---------- Passage to read ----------

- Born: 13 March 1922 Sheffield, Yorkshire, England
- Died: January 2001 (aged 78) Sheffield, Yorkshire, England
- Occupation: Association football referee
- Known for: 1966 FIFA World Cup

= George McCabe =

English football referee (1922–2001)

George McCabe (13 March 1922 – January 2001) was an English association football referee, who officiated at the 1966 World Cup and in an FA Cup Final. He became a Football League referee in 1954 and an international referee in 1960. Throughout his league career he sent off only three players. Outside football he was the director of a Sheffield engineering company.

==Career==
McCabe, though awarded the 1969 FA Cup Final in his final match in England, is perhaps more well known for his handling of the Brazil versus Portugal World Cup match played at Goodison Park, Liverpool, on 19 July 1966, in which he was assisted by Wales' Leo Callaghan and England's Ken Dagnall.

----------

### Job A
According to the George McCabe profile, in what year did he become an international referee?
### Job B
Render this sentence from the George McCabe profile in Spanish: "Throughout his league career he sent off only three players."
### Job C
Duplicate the George McCabe profile between "English football referee" and "England's Ken Dagnall.", inclusive.

---------- Items ----------

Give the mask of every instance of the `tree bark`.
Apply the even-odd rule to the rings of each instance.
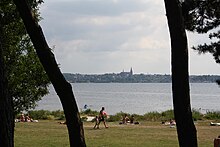
[[[8,92],[3,58],[3,26],[0,15],[0,146],[14,146],[14,113],[13,100]],[[5,48],[4,48],[5,49]]]
[[[69,132],[69,141],[71,147],[84,147],[83,124],[80,119],[76,100],[71,85],[62,75],[55,57],[49,48],[43,31],[32,16],[31,9],[26,0],[13,0],[21,18],[23,19],[26,30],[32,40],[37,55],[42,63],[49,79],[51,80],[57,95],[62,103],[66,124]]]
[[[179,0],[164,1],[171,38],[173,105],[179,146],[197,147],[189,94],[187,36],[181,7]]]

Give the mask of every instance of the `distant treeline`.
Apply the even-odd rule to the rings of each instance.
[[[171,83],[171,75],[162,74],[71,74],[64,73],[70,83]],[[220,75],[191,75],[190,83],[214,83]]]

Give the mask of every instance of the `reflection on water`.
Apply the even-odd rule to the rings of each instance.
[[[105,106],[109,114],[145,114],[173,108],[170,83],[74,83],[72,87],[79,109],[87,104],[97,111]],[[192,108],[202,112],[220,110],[220,89],[215,83],[191,83],[190,92]],[[52,86],[36,109],[62,109]]]

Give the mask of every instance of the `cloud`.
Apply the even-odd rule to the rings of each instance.
[[[133,67],[139,73],[170,73],[164,8],[160,0],[47,0],[40,9],[40,24],[50,46],[56,46],[63,72],[106,73]],[[206,38],[190,33],[189,37],[190,46]],[[192,73],[217,71],[212,62],[206,62],[214,65],[209,71],[201,71],[197,67],[202,57],[190,56],[195,58],[190,60]]]

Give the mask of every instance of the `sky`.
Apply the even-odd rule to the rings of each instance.
[[[171,74],[163,0],[45,0],[40,25],[63,73]],[[192,46],[207,35],[187,32],[190,75],[219,75],[212,55]]]

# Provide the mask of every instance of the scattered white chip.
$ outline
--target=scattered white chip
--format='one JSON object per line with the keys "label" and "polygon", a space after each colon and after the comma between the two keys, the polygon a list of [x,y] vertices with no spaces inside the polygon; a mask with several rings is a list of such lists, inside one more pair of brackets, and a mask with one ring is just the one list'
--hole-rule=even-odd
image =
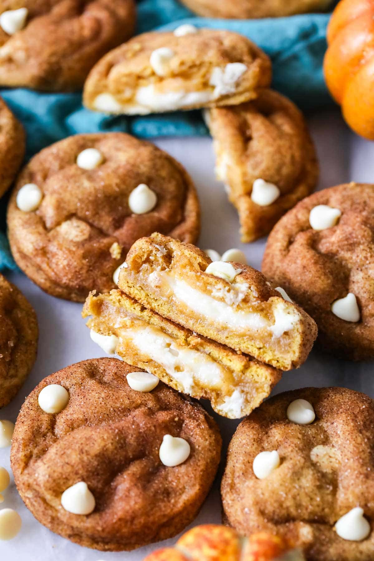
{"label": "scattered white chip", "polygon": [[343,540],[361,541],[370,534],[370,525],[360,507],[352,508],[339,519],[335,526],[336,534]]}
{"label": "scattered white chip", "polygon": [[130,372],[126,379],[131,389],[143,393],[151,392],[160,381],[156,376],[148,372]]}
{"label": "scattered white chip", "polygon": [[354,323],[359,321],[361,317],[356,297],[352,292],[348,292],[345,298],[333,302],[331,311],[337,318]]}
{"label": "scattered white chip", "polygon": [[287,419],[297,425],[310,425],[315,418],[313,406],[306,399],[295,399],[287,407]]}
{"label": "scattered white chip", "polygon": [[101,335],[93,329],[90,331],[90,337],[107,355],[114,355],[119,339],[115,335]]}
{"label": "scattered white chip", "polygon": [[12,444],[14,423],[3,419],[0,421],[0,448],[6,448]]}
{"label": "scattered white chip", "polygon": [[251,199],[260,206],[269,206],[280,196],[279,188],[273,183],[256,179],[253,181]]}
{"label": "scattered white chip", "polygon": [[253,460],[253,469],[257,479],[265,479],[279,467],[280,458],[276,450],[260,452]]}
{"label": "scattered white chip", "polygon": [[90,514],[95,509],[95,497],[86,483],[79,481],[64,491],[61,504],[73,514]]}
{"label": "scattered white chip", "polygon": [[104,162],[104,156],[96,148],[86,148],[77,157],[77,165],[82,169],[94,169]]}
{"label": "scattered white chip", "polygon": [[41,190],[34,183],[27,183],[21,187],[16,197],[16,204],[20,210],[33,212],[41,202]]}
{"label": "scattered white chip", "polygon": [[128,206],[135,214],[145,214],[149,212],[156,203],[157,195],[144,183],[135,187],[128,197]]}
{"label": "scattered white chip", "polygon": [[28,14],[27,8],[7,10],[0,15],[0,26],[8,35],[13,35],[24,29]]}
{"label": "scattered white chip", "polygon": [[232,282],[237,275],[241,272],[241,269],[234,269],[231,263],[227,263],[224,261],[214,261],[205,269],[205,273],[224,279],[229,282]]}
{"label": "scattered white chip", "polygon": [[198,31],[198,29],[195,25],[191,25],[191,24],[183,24],[183,25],[179,25],[179,27],[174,29],[174,34],[176,37],[183,37],[185,35],[197,33]]}
{"label": "scattered white chip", "polygon": [[169,71],[169,63],[176,53],[167,47],[156,49],[151,54],[149,63],[158,76],[167,76]]}
{"label": "scattered white chip", "polygon": [[184,438],[165,434],[159,452],[160,459],[164,466],[174,467],[183,463],[191,453],[190,444]]}
{"label": "scattered white chip", "polygon": [[67,405],[69,392],[59,384],[50,384],[41,390],[38,397],[39,407],[45,413],[60,413]]}
{"label": "scattered white chip", "polygon": [[245,254],[236,247],[228,249],[225,251],[221,258],[222,261],[233,261],[237,263],[243,263],[247,265],[247,257]]}
{"label": "scattered white chip", "polygon": [[0,540],[12,540],[21,530],[21,517],[12,508],[0,511]]}
{"label": "scattered white chip", "polygon": [[327,205],[318,205],[309,213],[309,223],[313,230],[325,230],[335,226],[341,216],[339,209]]}

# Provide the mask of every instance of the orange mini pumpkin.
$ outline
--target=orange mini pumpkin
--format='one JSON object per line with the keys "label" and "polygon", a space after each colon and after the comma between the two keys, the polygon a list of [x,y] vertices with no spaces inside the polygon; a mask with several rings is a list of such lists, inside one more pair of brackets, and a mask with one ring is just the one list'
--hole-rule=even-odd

----------

### Written solution A
1960

### Written solution B
A lo largo de su carrera en la liga expulsó solo a tres jugadores.

### Written solution C
English football referee (1922–2001)

George McCabe (13 March 1922 – January 2001) was an English association football referee, who officiated at the 1966 World Cup and in an FA Cup Final. He became a Football League referee in 1954 and an international referee in 1960. Throughout his league career he sent off only three players. Outside football he was the director of a Sheffield engineering company.

==Career==
McCabe, though awarded the 1969 FA Cup Final in his final match in England, is perhaps more well known for his handling of the Brazil versus Portugal World Cup match played at Goodison Park, Liverpool, on 19 July 1966, in which he was assisted by Wales' Leo Callaghan and England's Ken Dagnall.